• PROBLEM: Once you have checked each line below, report only the number of lines that contain the word "black".

***** RECORDS SUPPLIED

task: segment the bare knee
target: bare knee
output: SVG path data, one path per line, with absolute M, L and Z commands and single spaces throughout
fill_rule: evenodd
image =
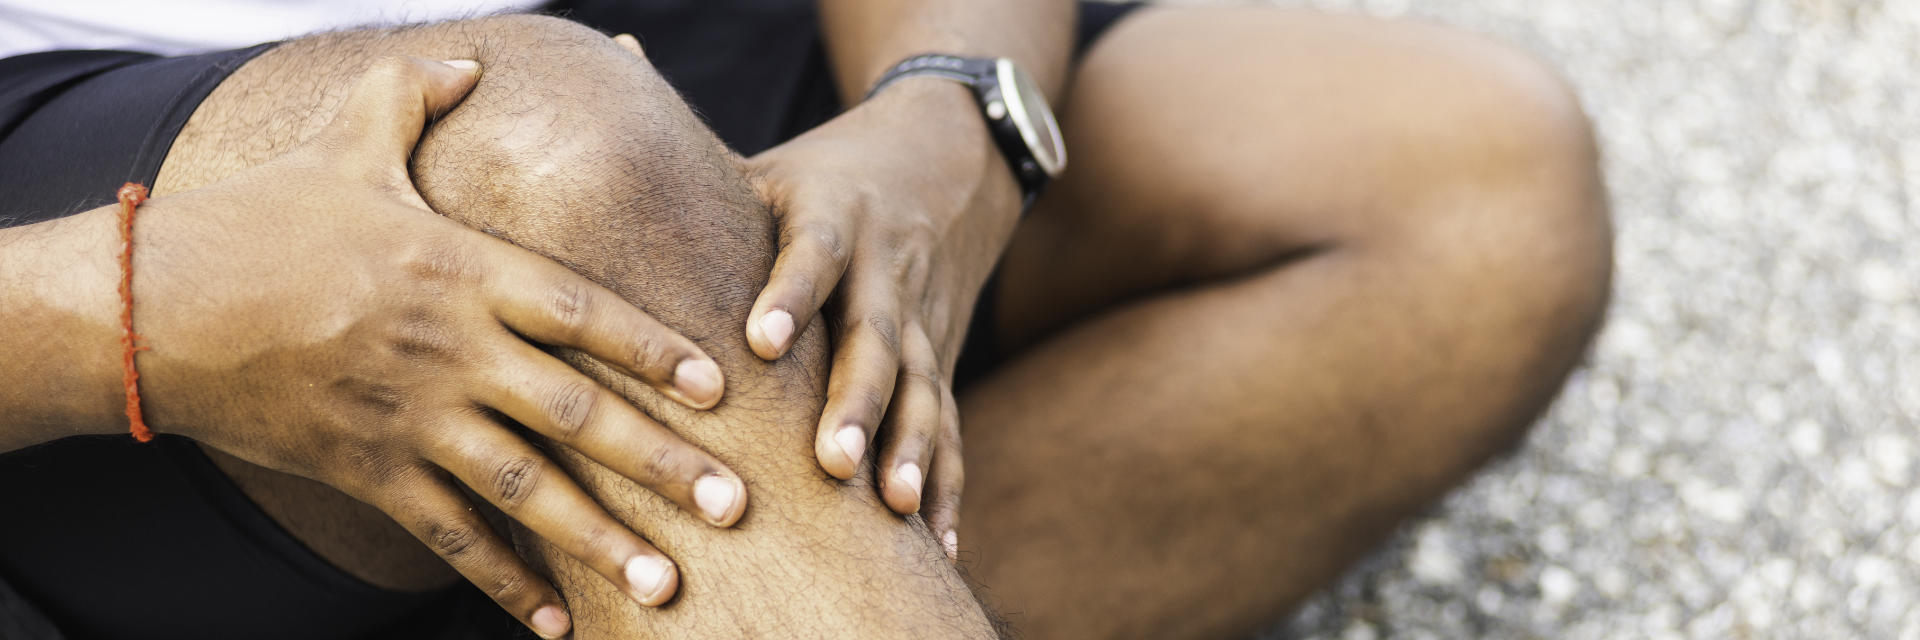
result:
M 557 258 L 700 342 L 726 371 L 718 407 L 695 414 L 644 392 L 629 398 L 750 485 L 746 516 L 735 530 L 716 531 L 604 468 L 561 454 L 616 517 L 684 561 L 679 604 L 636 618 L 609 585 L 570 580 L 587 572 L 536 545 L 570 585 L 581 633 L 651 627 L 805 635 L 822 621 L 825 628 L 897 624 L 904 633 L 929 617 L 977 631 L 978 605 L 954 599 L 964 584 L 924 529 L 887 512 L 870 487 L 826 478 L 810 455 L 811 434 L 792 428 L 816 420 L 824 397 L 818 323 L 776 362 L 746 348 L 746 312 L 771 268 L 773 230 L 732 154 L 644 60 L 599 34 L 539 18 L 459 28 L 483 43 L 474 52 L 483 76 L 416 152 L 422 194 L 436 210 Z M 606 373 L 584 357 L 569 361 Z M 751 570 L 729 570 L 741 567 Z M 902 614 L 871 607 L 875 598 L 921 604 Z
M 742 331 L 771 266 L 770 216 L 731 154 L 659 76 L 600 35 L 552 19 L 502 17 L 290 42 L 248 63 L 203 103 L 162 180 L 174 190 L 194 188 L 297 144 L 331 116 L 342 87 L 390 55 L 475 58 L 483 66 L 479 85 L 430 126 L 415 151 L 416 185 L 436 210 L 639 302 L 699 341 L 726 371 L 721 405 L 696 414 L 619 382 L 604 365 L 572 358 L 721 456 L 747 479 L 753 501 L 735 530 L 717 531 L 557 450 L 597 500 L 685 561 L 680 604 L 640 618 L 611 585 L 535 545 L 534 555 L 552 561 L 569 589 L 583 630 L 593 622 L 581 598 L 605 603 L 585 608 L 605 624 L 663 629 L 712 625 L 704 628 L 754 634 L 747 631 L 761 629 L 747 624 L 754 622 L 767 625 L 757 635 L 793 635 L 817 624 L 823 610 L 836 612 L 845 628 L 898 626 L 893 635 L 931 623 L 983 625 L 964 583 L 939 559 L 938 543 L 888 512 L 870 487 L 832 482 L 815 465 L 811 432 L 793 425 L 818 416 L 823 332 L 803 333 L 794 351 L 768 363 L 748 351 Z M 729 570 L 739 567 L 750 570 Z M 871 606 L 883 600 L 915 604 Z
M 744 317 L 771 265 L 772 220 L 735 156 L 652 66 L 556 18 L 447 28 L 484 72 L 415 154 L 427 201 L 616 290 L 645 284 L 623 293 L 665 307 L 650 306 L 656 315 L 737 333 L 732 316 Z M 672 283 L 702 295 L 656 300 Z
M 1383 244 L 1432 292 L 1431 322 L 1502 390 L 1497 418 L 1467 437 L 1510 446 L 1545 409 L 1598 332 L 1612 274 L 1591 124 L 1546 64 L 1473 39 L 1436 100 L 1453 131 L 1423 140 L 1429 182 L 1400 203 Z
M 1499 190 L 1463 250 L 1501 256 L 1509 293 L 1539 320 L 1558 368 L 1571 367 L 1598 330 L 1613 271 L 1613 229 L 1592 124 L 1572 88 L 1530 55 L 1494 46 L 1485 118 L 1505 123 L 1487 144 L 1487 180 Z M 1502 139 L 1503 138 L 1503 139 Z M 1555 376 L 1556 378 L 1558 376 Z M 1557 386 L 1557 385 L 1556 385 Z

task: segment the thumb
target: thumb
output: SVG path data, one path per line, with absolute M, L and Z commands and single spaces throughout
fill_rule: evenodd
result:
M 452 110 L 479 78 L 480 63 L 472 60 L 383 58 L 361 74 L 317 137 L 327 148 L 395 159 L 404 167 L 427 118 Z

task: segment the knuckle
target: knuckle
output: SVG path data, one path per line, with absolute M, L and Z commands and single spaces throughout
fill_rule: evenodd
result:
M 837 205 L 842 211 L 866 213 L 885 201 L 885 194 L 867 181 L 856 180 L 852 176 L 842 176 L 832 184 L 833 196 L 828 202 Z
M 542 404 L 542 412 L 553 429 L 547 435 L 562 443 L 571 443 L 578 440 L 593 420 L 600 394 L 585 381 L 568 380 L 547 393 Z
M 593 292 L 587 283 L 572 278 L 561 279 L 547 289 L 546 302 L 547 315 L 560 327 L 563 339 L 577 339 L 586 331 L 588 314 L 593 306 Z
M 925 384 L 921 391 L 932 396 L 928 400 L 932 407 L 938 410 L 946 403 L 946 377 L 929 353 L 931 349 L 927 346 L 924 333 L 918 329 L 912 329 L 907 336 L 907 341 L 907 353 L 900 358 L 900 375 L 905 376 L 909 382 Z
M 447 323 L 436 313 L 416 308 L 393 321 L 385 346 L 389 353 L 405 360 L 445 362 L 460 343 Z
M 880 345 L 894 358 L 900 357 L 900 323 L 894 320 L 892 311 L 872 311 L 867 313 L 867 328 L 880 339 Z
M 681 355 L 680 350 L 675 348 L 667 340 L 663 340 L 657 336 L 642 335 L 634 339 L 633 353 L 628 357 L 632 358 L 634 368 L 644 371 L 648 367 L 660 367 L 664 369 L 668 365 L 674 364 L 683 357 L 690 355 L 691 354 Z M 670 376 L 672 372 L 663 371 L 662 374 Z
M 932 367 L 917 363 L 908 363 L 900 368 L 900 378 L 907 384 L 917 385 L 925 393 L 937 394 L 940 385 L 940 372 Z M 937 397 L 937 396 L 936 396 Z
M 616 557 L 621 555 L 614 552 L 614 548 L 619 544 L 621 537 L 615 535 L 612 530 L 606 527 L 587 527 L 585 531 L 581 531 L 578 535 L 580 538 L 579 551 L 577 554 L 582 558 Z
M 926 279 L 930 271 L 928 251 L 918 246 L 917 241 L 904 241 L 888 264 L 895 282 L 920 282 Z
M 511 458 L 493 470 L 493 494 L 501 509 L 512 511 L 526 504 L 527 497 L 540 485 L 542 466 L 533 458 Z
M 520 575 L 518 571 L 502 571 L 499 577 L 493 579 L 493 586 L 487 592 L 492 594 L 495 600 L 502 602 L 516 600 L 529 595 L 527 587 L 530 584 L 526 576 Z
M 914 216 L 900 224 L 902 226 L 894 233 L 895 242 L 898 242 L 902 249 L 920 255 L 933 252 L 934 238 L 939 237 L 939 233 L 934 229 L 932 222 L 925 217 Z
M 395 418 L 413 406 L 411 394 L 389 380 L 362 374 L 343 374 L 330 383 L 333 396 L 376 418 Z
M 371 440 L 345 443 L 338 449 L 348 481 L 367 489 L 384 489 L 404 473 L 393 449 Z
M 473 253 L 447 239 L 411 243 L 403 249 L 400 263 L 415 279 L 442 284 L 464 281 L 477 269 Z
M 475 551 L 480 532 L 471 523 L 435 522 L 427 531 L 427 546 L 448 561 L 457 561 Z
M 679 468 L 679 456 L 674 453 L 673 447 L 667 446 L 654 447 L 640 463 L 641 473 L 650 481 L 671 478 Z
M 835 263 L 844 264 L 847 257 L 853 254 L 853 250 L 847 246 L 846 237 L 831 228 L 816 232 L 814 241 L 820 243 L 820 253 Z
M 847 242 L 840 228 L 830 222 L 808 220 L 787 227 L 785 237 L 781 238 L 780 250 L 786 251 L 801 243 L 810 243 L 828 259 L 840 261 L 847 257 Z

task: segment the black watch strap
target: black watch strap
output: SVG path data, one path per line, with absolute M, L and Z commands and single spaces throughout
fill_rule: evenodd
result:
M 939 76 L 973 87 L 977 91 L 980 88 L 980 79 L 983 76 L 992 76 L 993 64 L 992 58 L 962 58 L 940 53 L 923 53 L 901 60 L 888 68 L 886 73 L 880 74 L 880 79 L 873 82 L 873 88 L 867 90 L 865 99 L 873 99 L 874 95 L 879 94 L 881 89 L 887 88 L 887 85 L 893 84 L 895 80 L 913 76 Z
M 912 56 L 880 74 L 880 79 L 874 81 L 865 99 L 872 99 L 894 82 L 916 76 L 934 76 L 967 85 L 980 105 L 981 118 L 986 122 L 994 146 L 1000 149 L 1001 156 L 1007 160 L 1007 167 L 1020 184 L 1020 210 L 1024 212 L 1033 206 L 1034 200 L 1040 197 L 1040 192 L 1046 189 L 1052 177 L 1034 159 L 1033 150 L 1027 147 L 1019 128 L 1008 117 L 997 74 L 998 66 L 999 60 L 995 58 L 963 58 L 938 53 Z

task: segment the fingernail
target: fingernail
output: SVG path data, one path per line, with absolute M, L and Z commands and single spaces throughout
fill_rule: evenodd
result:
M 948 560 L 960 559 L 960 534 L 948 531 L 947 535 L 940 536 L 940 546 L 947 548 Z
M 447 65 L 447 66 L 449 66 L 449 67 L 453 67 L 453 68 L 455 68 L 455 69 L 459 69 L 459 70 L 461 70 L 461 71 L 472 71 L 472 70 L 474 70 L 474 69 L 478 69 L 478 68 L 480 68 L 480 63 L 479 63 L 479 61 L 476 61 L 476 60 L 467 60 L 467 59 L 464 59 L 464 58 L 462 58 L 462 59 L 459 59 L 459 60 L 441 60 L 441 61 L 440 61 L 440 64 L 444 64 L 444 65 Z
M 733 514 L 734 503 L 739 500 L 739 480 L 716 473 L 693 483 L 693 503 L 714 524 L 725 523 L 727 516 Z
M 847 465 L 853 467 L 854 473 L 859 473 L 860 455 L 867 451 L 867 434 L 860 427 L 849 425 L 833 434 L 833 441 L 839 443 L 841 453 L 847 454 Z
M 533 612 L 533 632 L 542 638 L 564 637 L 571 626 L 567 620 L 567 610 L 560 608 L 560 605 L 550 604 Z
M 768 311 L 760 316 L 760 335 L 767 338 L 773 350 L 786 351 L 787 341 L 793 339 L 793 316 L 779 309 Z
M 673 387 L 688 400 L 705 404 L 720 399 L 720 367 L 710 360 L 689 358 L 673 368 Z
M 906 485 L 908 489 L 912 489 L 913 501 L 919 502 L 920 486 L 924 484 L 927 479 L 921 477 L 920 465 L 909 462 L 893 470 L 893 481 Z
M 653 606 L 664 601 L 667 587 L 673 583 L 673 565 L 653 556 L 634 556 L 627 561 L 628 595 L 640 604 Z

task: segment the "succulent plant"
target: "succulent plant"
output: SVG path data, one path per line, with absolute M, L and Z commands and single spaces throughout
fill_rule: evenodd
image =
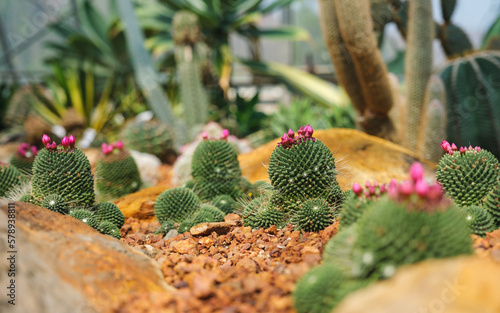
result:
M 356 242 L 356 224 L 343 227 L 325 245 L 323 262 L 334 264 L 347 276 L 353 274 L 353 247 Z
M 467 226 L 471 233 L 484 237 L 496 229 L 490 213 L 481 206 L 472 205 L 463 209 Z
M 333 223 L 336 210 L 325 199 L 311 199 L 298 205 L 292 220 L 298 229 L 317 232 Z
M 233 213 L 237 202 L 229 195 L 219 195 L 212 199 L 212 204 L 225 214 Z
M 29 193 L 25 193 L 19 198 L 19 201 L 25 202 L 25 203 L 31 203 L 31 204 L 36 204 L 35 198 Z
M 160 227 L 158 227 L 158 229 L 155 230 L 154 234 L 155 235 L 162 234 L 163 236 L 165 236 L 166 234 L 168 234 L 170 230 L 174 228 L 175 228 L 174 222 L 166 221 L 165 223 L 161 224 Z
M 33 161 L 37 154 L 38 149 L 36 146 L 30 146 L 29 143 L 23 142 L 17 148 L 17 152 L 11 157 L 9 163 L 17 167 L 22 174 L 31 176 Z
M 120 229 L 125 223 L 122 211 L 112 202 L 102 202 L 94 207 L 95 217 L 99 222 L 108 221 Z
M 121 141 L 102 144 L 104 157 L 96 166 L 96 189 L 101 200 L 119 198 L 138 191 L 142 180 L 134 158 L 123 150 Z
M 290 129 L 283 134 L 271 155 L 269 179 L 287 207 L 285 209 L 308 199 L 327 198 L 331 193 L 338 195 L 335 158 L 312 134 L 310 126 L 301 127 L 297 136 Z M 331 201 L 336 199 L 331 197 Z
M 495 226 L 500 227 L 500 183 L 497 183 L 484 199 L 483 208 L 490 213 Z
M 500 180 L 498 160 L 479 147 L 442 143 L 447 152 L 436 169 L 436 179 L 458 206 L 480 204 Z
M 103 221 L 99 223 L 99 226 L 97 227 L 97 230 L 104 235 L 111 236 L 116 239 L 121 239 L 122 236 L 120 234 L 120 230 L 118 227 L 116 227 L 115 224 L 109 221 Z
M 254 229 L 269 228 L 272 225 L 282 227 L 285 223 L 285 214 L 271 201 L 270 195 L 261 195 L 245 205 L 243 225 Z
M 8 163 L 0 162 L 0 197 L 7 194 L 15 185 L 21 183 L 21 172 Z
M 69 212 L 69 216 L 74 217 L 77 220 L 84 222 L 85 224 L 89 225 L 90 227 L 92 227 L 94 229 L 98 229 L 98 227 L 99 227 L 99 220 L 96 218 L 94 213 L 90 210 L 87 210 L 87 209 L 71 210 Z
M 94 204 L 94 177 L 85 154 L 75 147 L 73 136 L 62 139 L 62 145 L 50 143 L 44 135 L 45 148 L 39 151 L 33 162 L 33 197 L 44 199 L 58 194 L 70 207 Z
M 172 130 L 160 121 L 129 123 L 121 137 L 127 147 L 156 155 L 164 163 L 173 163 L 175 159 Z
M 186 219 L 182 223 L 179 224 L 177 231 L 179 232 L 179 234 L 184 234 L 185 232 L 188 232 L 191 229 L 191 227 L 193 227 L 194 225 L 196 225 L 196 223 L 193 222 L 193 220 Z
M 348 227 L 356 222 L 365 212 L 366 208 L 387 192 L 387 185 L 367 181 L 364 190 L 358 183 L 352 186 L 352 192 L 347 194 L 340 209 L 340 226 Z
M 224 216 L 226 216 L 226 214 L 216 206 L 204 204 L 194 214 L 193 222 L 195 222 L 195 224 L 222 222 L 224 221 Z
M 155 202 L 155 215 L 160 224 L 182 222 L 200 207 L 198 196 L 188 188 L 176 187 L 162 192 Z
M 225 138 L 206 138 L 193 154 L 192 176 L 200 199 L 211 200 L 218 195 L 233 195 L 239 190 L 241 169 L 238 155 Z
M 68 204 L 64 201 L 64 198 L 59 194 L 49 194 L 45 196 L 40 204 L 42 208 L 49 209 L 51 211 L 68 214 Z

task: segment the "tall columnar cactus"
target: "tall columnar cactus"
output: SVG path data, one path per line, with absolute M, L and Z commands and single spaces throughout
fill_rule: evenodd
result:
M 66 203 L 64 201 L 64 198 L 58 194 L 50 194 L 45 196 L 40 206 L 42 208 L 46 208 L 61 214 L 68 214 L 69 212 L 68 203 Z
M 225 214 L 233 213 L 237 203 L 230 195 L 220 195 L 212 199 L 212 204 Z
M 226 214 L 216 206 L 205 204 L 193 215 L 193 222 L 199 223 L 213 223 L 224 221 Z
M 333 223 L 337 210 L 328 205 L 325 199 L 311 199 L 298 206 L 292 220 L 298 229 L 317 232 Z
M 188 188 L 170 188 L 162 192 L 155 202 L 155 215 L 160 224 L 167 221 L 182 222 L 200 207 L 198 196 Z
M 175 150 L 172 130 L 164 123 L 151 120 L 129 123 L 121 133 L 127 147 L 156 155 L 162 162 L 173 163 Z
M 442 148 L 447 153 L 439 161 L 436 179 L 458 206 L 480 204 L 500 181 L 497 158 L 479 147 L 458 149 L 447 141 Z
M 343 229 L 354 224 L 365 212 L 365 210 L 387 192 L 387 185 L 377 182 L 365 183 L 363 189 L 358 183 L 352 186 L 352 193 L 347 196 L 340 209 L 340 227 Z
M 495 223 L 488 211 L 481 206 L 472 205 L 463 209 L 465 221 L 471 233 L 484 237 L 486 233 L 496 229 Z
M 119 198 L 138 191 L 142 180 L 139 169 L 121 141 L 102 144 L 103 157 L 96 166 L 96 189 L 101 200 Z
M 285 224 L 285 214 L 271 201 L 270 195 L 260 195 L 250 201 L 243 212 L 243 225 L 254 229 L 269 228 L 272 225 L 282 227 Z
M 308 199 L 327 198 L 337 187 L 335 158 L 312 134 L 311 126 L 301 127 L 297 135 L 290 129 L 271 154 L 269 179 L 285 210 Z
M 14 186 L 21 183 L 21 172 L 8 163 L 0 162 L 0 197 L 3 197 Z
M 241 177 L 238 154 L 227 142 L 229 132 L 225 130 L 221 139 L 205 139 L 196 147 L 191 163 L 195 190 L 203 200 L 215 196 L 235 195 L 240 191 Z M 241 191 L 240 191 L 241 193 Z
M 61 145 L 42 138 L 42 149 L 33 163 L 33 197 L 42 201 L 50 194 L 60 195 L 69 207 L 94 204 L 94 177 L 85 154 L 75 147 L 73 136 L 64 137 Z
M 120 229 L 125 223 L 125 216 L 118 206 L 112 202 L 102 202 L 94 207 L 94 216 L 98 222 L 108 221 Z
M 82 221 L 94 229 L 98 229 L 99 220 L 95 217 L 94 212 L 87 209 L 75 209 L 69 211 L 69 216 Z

**********

• TASK RESPONSE: 2